● WORK INSTRUCTIONS: This exercise calls for the data below to be retyped exactly, minus any images.
++++ EXTRACTED RECORDS
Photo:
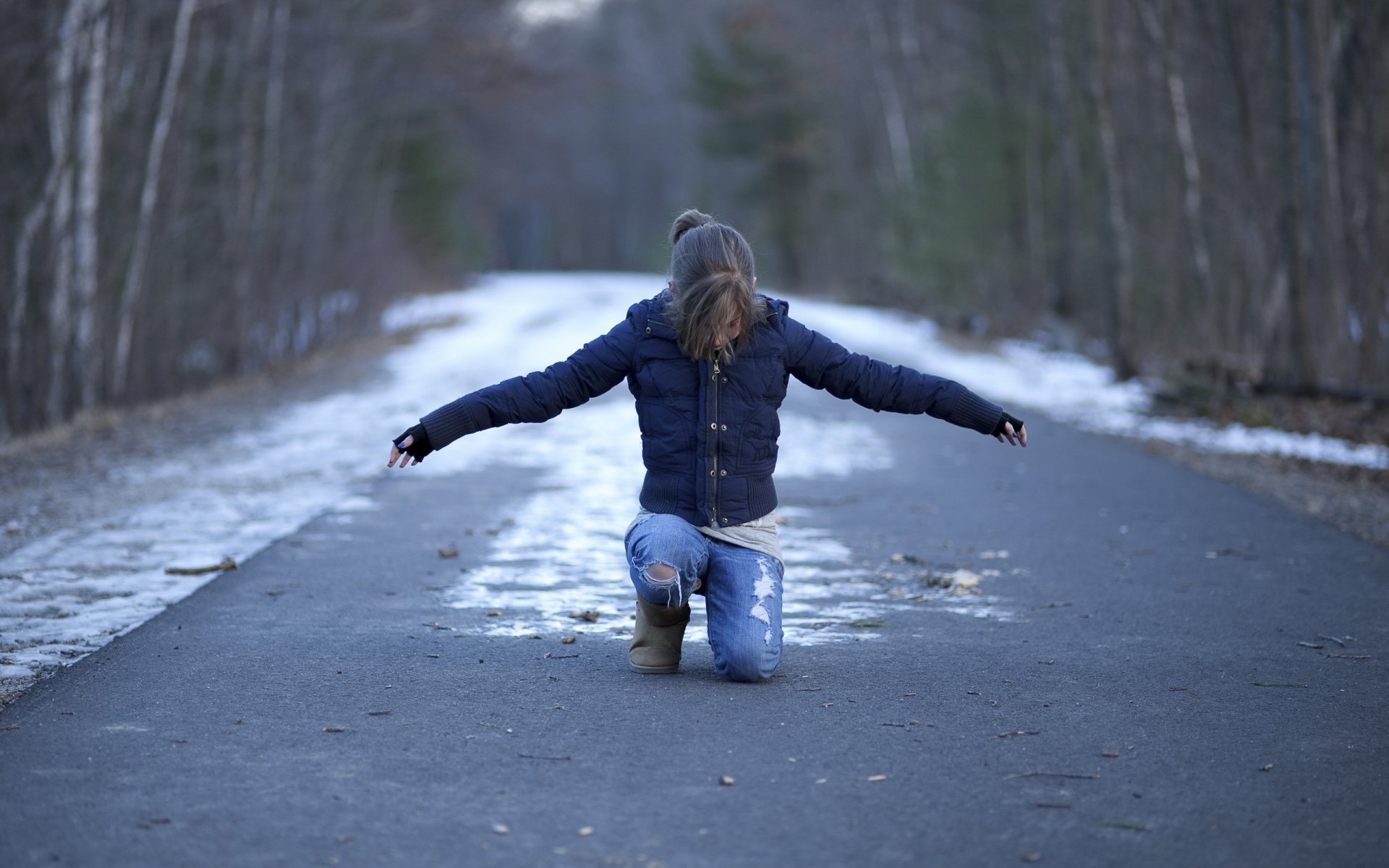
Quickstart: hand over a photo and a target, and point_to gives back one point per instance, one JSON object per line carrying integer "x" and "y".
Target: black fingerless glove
{"x": 420, "y": 446}
{"x": 1017, "y": 425}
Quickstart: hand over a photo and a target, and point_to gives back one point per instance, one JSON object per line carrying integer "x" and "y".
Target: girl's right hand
{"x": 410, "y": 448}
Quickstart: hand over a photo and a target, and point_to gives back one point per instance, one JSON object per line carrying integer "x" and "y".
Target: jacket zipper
{"x": 714, "y": 472}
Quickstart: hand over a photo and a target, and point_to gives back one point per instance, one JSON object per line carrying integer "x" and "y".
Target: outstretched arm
{"x": 823, "y": 365}
{"x": 535, "y": 398}
{"x": 1011, "y": 430}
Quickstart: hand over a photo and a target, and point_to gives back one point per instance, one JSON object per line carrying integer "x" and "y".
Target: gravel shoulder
{"x": 1351, "y": 499}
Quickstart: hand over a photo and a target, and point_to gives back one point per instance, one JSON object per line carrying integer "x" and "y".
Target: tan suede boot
{"x": 658, "y": 637}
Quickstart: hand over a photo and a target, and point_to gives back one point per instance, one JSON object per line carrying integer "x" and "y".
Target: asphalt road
{"x": 1189, "y": 676}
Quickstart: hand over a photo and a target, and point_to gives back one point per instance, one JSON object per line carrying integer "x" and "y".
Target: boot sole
{"x": 655, "y": 670}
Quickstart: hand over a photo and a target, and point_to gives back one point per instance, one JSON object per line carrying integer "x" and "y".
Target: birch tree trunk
{"x": 1061, "y": 296}
{"x": 1121, "y": 292}
{"x": 1160, "y": 30}
{"x": 895, "y": 119}
{"x": 246, "y": 173}
{"x": 60, "y": 226}
{"x": 89, "y": 197}
{"x": 149, "y": 195}
{"x": 270, "y": 157}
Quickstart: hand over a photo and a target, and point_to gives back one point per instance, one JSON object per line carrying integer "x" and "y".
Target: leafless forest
{"x": 197, "y": 190}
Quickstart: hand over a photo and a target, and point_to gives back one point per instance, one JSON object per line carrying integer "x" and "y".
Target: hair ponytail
{"x": 688, "y": 221}
{"x": 712, "y": 285}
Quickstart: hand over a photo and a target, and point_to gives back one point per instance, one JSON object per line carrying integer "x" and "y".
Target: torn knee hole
{"x": 660, "y": 574}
++++++++
● ANSWER TO THIS PROBLEM:
Photo:
Quickstart: hand over a photo and a target, and point_to gives back one point per instance, one JSON object per line carrying integer "x" and "y".
Target: black fingerless glove
{"x": 420, "y": 446}
{"x": 1017, "y": 425}
Quickstart: hand over a photo and a target, and point_to gives back one point per instance, one JSON object per line carrying integer "x" and "y".
Target: girl's right hand
{"x": 410, "y": 448}
Quickstart: hand over a photo and a target, and point_to gives back one point per instance, one JSON object per line carrying integer "x" and "y".
Target: jacket zipper
{"x": 714, "y": 472}
Quickstart: hand over a photo and a target, and point_to gives back one point per instance, one JSON object per line carrying integer "x" and "y".
Target: outstretched arm
{"x": 823, "y": 365}
{"x": 535, "y": 398}
{"x": 1011, "y": 430}
Quickstart: hand over a photo and a target, and point_to gives back one point per instance, one JSON object per line carrying integer "x" and "y".
Target: gravel shoulder
{"x": 1351, "y": 499}
Quickstart: hand over a photo and a target, and point_to gives back one point per instance, one JSON object per line carrying integer "x" and "y".
Target: tan suede boot
{"x": 658, "y": 637}
Quickstart: hand over a photo and a target, and point_to gives back one point per instance, one JSON object per line carrying integer "x" and "y".
Target: asphalt road
{"x": 1189, "y": 676}
Quickstart: hand over a photo and a target, and point_to gives back one point per instance, one JSON object per line carrying integer "x" and "y".
Target: boot sole
{"x": 655, "y": 670}
Quickstart: hand over a photo and a target, and point_to gives back one point per instance, one JSON object per line carrying integer "x" and "y".
Target: birch tree trunk
{"x": 1061, "y": 296}
{"x": 1121, "y": 292}
{"x": 1160, "y": 30}
{"x": 895, "y": 119}
{"x": 246, "y": 173}
{"x": 60, "y": 226}
{"x": 89, "y": 197}
{"x": 149, "y": 195}
{"x": 270, "y": 157}
Quickstart: hand over a photo and a target, and point_to gives back one point per instance, one JSON object per line carrying integer "x" and "y".
Target: leafless forest
{"x": 197, "y": 190}
Quickstart: hand over a photo and a target, and point_to gives back one point per instance, one JSON object per line carrying integer "x" and "y".
Target: hair ponytail
{"x": 688, "y": 221}
{"x": 712, "y": 285}
Quickstart: hand over a photo and a target, and point_to gives back one point per instance, one JSON object per line carrying integer "x" and "y".
Target: torn knee hole
{"x": 660, "y": 574}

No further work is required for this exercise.